Text extract -

┌──

Reading and Writing Excel Files in Python - Part 2
Excel Introduction
Excel is a spreadsheet software developed by Microsoft for Windows and macOS operating systems. With its intuitive interface, excellent calculation functions and chart tools, plus successful marketing, Excel has always been the most popular personal computer data processing software. Of course, Excel also has many competitors, such as Google Sheets, LibreOffice Calc, Numbers, etc. These competitors can basically be compatible with Excel, at least they can read and write newer versions of Excel files, but of course these are not the focus of our discussion. Mastering how to operate Excel files with Python programs can make daily office automation work easier and more pleasant, and in many commercial projects, importing and exporting Excel files are particularly common functions.
In this chapter, we continue to explain how to perform Excel file operations based on another third-party library openpyxl. First, you need to install it.

└──

Challenge A - According to the Excel tutorial, which third-party library does this chapter use for working with Excel files?
Challenge B - Decide whether each statement agrees with the Excel tutorial, answering yes or no and quoting the deciding words: (i) Excel was developed for both Windows and macOS. (ii) Competitors such as Google Sheets are the main focus of the discussion. (iii) The chapter bases its Excel operations on openpyxl.
Challenge C - Carry on the Excel tutorial from its final sentence.

(Excerpts of bounding box data)
┌──

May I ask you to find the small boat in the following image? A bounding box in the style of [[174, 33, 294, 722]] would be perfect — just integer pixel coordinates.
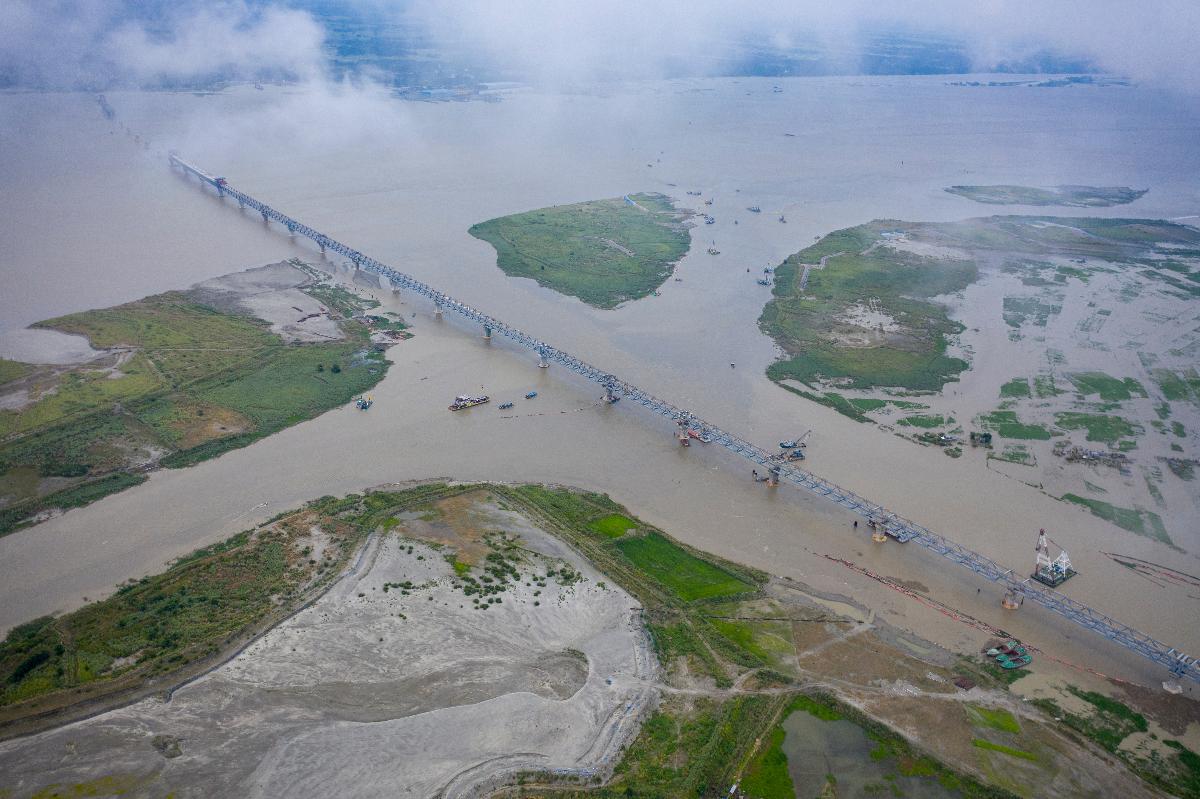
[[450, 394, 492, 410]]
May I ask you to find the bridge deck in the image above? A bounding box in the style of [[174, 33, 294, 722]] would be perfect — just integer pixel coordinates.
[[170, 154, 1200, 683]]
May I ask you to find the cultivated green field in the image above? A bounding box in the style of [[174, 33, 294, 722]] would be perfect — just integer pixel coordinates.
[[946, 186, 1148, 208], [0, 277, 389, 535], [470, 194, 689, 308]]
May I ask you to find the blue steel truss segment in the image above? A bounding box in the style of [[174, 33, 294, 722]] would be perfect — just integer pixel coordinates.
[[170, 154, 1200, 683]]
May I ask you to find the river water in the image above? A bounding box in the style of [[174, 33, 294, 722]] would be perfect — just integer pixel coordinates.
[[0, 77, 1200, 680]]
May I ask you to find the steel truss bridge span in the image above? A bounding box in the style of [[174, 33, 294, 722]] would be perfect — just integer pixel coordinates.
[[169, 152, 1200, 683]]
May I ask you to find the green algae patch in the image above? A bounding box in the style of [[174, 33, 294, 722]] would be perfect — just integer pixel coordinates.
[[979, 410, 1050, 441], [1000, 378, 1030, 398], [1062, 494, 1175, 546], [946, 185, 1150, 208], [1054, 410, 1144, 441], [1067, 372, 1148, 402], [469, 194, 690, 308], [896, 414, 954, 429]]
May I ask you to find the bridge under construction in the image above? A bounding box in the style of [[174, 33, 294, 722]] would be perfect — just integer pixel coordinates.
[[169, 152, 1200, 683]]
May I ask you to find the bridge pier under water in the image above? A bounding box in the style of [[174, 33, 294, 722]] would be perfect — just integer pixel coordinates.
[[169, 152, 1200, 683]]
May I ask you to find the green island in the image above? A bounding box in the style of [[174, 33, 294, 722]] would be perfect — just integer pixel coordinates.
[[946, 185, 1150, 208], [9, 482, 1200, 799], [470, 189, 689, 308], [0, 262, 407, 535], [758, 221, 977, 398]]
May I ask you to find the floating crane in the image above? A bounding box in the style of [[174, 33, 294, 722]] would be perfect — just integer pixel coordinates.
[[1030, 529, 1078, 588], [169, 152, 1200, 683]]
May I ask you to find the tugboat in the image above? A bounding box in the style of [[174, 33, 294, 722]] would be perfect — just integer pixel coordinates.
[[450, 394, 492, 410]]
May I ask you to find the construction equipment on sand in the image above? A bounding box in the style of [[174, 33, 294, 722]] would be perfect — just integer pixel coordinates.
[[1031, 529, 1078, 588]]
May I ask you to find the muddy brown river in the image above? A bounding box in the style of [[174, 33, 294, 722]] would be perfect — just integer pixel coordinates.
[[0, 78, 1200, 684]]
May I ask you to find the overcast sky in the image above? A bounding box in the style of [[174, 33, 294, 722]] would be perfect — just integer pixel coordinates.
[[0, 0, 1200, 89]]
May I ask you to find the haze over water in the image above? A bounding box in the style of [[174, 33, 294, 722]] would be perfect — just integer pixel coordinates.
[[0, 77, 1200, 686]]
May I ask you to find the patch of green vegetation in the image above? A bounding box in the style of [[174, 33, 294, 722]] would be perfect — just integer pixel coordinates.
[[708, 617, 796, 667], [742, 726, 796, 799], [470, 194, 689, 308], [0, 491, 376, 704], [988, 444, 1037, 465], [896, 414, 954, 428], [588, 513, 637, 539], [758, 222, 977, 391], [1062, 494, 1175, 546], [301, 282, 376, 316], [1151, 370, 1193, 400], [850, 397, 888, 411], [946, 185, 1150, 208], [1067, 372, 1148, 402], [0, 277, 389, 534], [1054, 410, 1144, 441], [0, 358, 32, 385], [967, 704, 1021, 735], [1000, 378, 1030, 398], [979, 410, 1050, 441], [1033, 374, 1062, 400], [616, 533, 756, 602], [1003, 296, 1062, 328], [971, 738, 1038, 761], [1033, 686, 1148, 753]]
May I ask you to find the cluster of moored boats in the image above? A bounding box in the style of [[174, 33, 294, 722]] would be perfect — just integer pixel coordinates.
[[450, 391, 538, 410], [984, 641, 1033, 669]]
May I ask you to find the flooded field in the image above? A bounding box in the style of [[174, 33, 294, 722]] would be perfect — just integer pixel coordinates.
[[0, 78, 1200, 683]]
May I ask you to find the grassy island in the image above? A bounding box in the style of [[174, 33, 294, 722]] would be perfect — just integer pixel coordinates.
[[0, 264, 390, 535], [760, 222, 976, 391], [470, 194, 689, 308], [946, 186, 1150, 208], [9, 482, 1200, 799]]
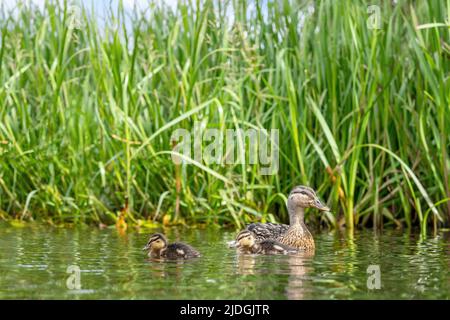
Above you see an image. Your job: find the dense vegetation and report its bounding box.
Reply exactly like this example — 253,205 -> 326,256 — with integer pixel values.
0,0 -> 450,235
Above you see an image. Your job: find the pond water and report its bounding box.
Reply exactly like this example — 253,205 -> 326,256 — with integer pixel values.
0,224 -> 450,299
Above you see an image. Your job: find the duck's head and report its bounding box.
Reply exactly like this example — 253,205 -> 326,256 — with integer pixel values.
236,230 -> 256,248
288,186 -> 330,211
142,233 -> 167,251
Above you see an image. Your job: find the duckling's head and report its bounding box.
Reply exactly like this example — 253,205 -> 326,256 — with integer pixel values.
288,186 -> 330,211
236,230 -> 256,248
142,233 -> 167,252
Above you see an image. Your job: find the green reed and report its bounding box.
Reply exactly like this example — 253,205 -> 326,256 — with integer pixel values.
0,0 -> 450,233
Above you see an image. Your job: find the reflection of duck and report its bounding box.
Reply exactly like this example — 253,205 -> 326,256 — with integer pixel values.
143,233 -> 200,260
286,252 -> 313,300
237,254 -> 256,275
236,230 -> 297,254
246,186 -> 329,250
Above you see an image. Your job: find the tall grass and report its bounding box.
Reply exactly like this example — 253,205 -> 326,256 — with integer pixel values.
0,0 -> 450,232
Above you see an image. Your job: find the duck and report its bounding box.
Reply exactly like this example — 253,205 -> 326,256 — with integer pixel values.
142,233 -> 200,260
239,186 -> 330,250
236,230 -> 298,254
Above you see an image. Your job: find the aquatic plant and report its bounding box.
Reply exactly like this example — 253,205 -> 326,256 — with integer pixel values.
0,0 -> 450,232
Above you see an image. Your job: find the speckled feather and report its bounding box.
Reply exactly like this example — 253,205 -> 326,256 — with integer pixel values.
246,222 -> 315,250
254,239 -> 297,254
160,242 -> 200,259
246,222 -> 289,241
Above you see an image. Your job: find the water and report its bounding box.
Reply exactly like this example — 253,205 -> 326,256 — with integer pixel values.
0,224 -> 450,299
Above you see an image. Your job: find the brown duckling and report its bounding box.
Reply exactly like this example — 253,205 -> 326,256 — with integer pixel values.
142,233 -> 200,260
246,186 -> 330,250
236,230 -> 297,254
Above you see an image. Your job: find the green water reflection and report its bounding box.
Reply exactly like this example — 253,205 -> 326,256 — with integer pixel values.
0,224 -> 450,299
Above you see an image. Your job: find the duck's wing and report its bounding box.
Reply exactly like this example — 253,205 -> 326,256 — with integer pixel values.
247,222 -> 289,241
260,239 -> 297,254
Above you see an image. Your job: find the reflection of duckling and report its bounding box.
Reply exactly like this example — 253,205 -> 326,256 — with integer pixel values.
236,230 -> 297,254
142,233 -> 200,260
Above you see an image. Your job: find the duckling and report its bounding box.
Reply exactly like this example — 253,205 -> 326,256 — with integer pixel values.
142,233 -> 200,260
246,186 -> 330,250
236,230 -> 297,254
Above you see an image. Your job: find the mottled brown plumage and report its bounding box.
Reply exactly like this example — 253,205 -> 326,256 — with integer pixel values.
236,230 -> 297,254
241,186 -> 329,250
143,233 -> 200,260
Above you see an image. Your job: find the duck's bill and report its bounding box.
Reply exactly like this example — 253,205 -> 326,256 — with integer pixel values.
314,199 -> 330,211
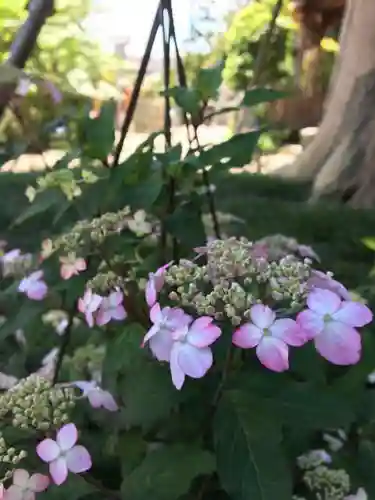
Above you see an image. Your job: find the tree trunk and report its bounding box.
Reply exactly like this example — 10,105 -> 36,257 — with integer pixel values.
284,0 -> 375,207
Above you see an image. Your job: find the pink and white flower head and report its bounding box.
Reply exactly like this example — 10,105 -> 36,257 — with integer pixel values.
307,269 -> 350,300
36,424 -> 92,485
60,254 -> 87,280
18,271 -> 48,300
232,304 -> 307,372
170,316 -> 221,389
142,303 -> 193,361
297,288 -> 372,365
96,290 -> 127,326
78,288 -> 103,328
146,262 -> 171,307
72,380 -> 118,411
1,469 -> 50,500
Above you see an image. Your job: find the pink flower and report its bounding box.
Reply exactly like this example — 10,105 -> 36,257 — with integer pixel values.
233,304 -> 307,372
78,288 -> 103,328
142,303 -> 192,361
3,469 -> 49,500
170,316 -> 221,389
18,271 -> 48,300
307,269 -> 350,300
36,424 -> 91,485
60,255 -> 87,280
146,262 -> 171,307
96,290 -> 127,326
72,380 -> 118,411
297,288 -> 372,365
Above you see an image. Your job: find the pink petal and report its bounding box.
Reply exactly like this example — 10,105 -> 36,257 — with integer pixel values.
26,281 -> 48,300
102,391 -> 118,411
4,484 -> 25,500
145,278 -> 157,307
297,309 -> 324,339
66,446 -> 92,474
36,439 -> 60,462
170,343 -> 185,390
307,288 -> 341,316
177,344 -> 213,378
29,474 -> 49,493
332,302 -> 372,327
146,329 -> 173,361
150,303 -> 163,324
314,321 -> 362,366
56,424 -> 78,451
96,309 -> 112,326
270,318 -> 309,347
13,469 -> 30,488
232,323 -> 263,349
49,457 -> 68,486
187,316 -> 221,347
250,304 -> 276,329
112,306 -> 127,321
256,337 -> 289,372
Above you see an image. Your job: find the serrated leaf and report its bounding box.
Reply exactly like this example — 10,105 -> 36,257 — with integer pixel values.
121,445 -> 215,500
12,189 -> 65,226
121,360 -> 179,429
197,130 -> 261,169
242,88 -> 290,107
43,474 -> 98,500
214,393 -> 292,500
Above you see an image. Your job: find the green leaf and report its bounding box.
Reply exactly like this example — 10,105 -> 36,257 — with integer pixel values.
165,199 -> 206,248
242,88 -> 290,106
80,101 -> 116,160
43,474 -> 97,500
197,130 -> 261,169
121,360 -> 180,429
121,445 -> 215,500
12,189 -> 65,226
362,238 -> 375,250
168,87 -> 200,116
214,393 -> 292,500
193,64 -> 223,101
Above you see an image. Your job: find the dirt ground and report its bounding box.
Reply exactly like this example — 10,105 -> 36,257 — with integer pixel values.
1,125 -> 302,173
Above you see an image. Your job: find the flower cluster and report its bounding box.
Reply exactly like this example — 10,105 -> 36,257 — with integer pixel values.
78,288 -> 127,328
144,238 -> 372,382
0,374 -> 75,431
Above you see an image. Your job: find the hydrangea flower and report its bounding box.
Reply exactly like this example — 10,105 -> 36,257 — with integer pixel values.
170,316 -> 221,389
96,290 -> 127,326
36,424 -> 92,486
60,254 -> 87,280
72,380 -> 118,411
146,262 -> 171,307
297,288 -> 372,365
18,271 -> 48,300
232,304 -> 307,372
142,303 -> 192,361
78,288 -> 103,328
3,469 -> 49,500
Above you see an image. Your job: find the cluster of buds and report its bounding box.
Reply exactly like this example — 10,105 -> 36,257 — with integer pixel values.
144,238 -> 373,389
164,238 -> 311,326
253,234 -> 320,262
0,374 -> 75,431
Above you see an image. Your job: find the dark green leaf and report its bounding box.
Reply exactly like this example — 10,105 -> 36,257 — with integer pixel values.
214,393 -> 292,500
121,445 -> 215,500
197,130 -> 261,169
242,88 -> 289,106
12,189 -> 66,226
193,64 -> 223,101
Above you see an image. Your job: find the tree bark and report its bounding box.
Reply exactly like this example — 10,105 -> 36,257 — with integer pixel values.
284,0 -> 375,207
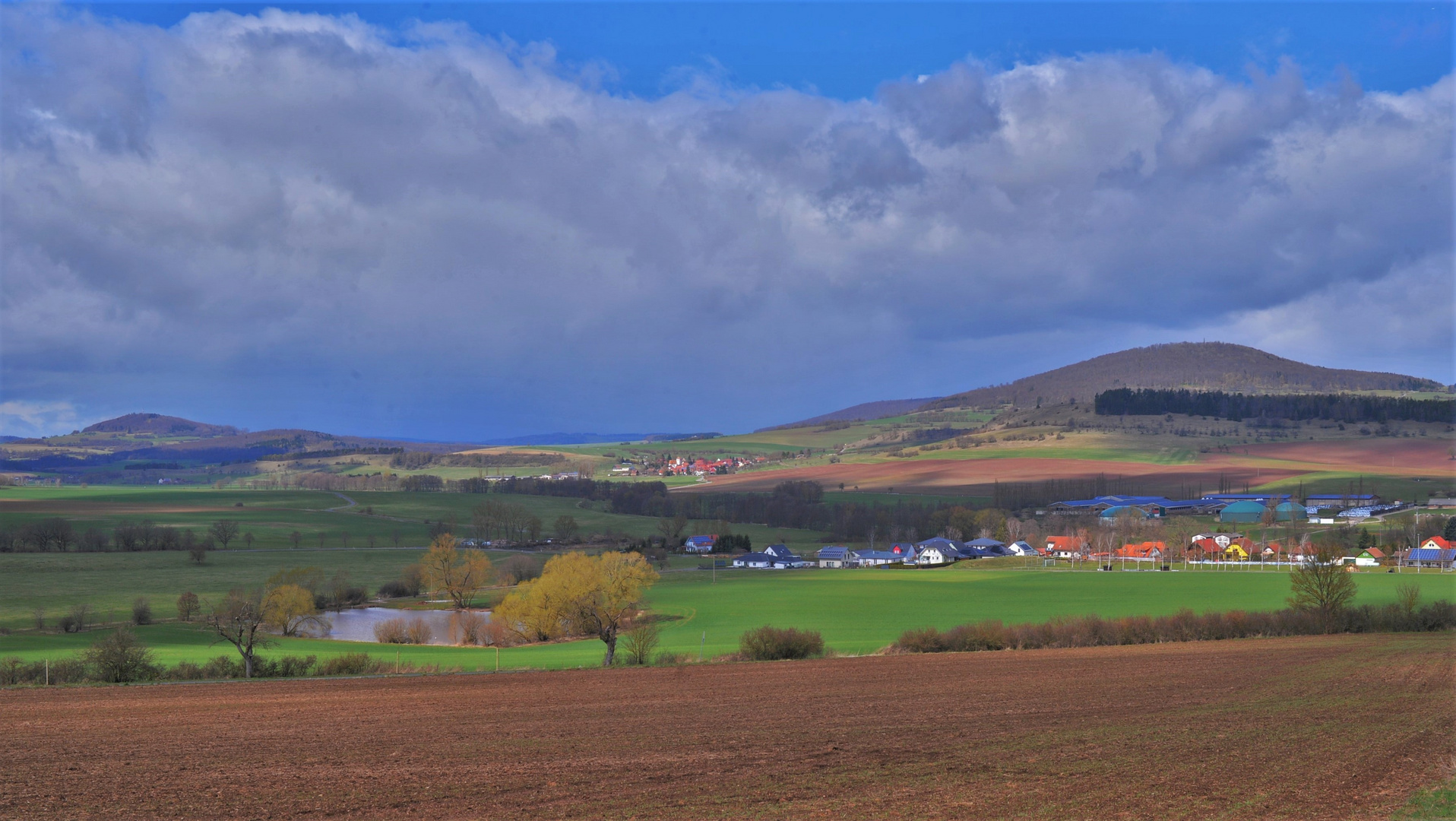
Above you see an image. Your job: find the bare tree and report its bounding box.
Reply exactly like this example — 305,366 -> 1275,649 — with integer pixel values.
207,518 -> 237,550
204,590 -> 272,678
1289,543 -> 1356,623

└──

Final result A - openpyxl

Final result B -
(i) Yes: "developed by Microsoft for Windows and macOS operating systems"
(ii) No: "but of course these are not the focus of our discussion"
(iii) Yes: "based on another third-party library openpyxl"

Final result C -
pip install openpyxl
The advantage of openpyxl is that when we open an Excel file, we can both read and write to it, and it is more convenient to operate than xlwt and xlrd. In addition, if you want to do style editing and formula calculation, using openpyxl is much simpler than the methods we explained in the previous chapter. Moreover, openpyxl also supports operations such as pivot tables and inserting charts, making it very powerful. One point needs to be emphasized again: openpyxl does not support operating Excel files from versions before Office 2007.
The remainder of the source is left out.